◆ **Your task**: What is needed is an exact copy of the line with "of the wall-mounted" and all lines that follow it in the entries below, the last line included.

◆ **Given information**:

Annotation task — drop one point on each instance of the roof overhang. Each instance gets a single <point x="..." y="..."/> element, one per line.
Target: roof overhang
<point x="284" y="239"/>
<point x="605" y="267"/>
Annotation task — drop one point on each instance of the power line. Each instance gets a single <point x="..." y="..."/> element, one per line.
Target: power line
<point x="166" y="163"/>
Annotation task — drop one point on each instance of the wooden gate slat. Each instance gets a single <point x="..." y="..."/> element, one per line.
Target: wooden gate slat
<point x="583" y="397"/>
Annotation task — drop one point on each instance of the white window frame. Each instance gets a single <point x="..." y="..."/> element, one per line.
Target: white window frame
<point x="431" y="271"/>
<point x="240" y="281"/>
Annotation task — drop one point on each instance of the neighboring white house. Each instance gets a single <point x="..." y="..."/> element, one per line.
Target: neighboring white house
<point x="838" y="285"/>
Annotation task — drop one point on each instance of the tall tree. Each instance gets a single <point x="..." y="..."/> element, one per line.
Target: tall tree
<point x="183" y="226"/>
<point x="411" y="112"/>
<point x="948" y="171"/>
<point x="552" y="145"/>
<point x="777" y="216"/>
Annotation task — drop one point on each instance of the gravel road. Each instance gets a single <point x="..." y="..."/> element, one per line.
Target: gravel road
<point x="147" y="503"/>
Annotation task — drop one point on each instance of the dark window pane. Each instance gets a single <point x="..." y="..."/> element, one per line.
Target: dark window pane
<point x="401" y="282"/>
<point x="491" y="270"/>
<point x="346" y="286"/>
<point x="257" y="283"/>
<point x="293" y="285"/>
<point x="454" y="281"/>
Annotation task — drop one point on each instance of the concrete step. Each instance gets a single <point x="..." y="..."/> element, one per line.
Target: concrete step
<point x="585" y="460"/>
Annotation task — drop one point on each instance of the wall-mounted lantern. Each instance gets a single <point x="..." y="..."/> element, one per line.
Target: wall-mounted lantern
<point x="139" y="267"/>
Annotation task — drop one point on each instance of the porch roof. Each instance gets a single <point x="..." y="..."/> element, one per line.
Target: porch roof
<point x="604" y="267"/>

◆ **Response area**:
Annotation task — drop one point on each instance of the wall-mounted lantern. Each instance gets a single <point x="..." y="..."/> element, one per line.
Target: wall-mounted lantern
<point x="139" y="267"/>
Annotation task — drop one point on each instance of the porch roof. Each instance gets a single <point x="..." y="..."/> element, one per line.
Target: porch roof
<point x="604" y="267"/>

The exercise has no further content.